● REQUIREMENT 1:
Copy the lines of the listing again, starting at the line that contains "the handbag, returned" and ending with the last line of the listing, and leave the pictures out of your answer.

>> start SOURCE EXTRACT

With 6 million pieces of plastic entering the oceans every single day (and billions of pieces if you count micro plastics) something really does need to be done, beyond cleaning. The world must unite, and consumers must face up to this devastating issue.
At the end of September, I was pleased to get out on the water again. Sailing with a fabulous crew of mixed skills, we took a trip from Chatham and explored a part of the Thames Estuary. Dropping anchor in Stangate creek, we enjoyed a glorious sunrise and sunset, and let our hair down with a few glasses of wine and great company.
It was so good to just be back on a boat, feeling the salt on my skin and wind in my hair.
In October I was invited to join Team Tigress for a day of racing, on the Solent in the Hamble Winter Series. I’ve not done much inshore racing at all, as I’ve focussed mainly on offshore, so I thought I’d see what it was all about.
The boat (Olympus Tigress) was perfect. Fully stripped out and kitted out for optimal racing, a wave of excitement hit me when I arrived on the dock. The crew were very welcoming, and very competitive. They race almost every week, and were tough and spritely… the race was fast paced, and high octane. I loved it, that was despite the continuous drizzle and grey skies that we endured. It’s incredible how much fun you can have, even when you are soaked to the skin.
November – Thames Estuary Sailing
In November, I spent a weekend sailing in the Thames Estuary. This was a fairly placid weekend, there were a few inexperienced crew on-board, so we stayed very local. It was fun though nonetheless. I also got to make a short insta story for a work baking competition (to which I added a sailing twist), this earned me a few bonus points in the competition, so that was good!
The skipper for the weekend had recently divorced, and qualified as a cruising instructor. This was his first weekend in the role. I could see all his training running through his mind, he did well for his first time and took any feedback really well. It reminded me that we are all still learning – something I love about life. I like the saying ‘Remember you are not a victim of your circumstances, but a product of the choices you make’ – that is so true. It’s never too late for a career change, to learn something new or to change your path. An interesting thought, and one that opens your mind a bit.

>> end SOURCE EXTRACT
>> start SUPPLIED INFORMATION

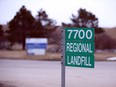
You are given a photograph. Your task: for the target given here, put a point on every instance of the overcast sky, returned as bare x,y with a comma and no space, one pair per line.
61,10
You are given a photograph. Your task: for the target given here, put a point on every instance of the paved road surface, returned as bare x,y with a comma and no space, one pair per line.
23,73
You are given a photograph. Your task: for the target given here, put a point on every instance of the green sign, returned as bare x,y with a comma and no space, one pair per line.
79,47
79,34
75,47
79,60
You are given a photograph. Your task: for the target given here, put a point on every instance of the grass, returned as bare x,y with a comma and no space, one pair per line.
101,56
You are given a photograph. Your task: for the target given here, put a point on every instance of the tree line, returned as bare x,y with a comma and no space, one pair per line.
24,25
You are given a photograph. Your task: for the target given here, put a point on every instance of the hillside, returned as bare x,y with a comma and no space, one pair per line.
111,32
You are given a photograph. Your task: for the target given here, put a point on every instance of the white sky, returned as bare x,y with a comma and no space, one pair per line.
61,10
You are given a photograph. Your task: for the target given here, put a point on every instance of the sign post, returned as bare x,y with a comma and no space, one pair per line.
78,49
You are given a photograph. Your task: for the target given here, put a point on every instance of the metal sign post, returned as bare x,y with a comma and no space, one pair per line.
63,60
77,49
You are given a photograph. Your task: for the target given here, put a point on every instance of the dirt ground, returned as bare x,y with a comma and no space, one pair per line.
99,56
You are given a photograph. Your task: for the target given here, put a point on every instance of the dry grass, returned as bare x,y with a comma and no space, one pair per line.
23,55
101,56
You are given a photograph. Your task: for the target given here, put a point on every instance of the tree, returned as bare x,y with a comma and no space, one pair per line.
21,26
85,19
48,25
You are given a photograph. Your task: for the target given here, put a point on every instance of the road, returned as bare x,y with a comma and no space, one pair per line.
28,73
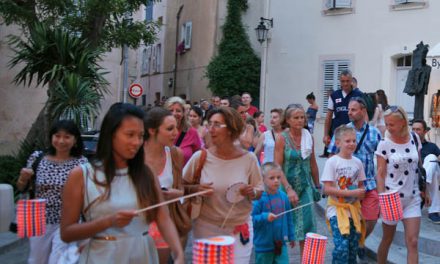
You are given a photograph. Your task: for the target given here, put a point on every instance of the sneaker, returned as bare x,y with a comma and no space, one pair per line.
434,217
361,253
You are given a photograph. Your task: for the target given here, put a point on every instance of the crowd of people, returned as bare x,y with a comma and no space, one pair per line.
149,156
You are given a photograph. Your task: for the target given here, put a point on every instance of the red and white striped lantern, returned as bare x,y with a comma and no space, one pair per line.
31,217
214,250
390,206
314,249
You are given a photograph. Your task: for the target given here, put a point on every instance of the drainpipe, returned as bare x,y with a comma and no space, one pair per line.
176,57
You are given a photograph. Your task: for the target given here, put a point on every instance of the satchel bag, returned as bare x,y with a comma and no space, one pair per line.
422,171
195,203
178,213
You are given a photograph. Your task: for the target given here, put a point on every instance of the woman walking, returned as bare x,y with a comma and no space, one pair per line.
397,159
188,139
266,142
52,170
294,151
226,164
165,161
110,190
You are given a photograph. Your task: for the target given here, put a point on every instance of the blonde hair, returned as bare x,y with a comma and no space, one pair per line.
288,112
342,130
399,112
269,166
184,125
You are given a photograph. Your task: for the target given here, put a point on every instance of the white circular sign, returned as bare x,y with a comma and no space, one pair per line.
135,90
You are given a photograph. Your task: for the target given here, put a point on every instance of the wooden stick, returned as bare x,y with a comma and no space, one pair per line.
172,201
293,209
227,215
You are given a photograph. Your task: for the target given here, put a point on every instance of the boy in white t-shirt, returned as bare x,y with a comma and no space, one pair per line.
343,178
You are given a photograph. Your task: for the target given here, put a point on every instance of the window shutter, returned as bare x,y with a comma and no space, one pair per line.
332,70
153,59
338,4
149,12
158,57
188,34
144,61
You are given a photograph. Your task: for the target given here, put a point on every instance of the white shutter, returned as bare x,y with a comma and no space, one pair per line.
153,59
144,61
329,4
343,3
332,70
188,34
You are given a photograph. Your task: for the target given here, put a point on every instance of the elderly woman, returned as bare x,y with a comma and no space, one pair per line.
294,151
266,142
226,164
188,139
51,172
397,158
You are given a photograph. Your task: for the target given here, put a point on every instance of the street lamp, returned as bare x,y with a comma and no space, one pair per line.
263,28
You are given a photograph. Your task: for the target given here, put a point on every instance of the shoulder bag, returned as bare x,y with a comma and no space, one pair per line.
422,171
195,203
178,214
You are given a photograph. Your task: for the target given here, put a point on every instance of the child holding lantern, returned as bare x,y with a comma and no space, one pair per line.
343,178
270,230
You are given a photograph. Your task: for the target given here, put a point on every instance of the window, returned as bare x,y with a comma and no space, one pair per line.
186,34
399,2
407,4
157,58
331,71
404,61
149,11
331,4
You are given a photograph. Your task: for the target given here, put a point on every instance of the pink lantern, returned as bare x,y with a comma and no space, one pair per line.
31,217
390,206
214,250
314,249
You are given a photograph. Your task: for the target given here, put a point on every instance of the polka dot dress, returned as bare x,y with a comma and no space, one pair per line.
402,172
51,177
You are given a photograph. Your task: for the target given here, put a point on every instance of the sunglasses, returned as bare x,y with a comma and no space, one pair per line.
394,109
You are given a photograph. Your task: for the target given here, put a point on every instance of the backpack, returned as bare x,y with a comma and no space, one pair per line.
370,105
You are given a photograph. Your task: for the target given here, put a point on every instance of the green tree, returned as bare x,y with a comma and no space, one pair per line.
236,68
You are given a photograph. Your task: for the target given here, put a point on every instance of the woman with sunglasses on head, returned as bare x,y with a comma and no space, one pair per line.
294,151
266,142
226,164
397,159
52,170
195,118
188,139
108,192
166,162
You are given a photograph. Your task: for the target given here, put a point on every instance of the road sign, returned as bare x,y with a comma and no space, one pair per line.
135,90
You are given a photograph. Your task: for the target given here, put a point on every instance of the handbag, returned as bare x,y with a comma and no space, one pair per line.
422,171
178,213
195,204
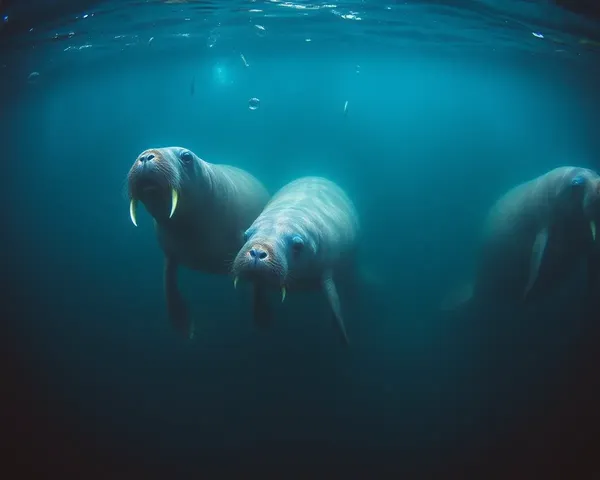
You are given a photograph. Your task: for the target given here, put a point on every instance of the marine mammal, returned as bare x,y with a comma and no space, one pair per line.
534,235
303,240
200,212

>> end SUPPLIED INFORMATION

● REQUIREMENT 2:
Answer these from the sailing account:
(a) In which creek did the crew drop anchor on the September trip?
(b) What weather did the crew endure during the October race on the Solent?
(c) What had the skipper of the November weekend recently qualified as?

● FULL OUTPUT 1:
You are given a photograph. Your task: for the target given here, put a point on every instance of the handbag, returned as bare x,y with a comma and no space, one pair per line.
422,171
178,213
195,204
You are given a photograph. Your task: for the target given here, put a point on every instance of the marine mammal, returned as bare x,y with a comma and no space, one pair per line.
534,235
303,240
200,212

● FULL OUTPUT 2:
(a) Stangate creek
(b) Continuous drizzle and grey skies
(c) A cruising instructor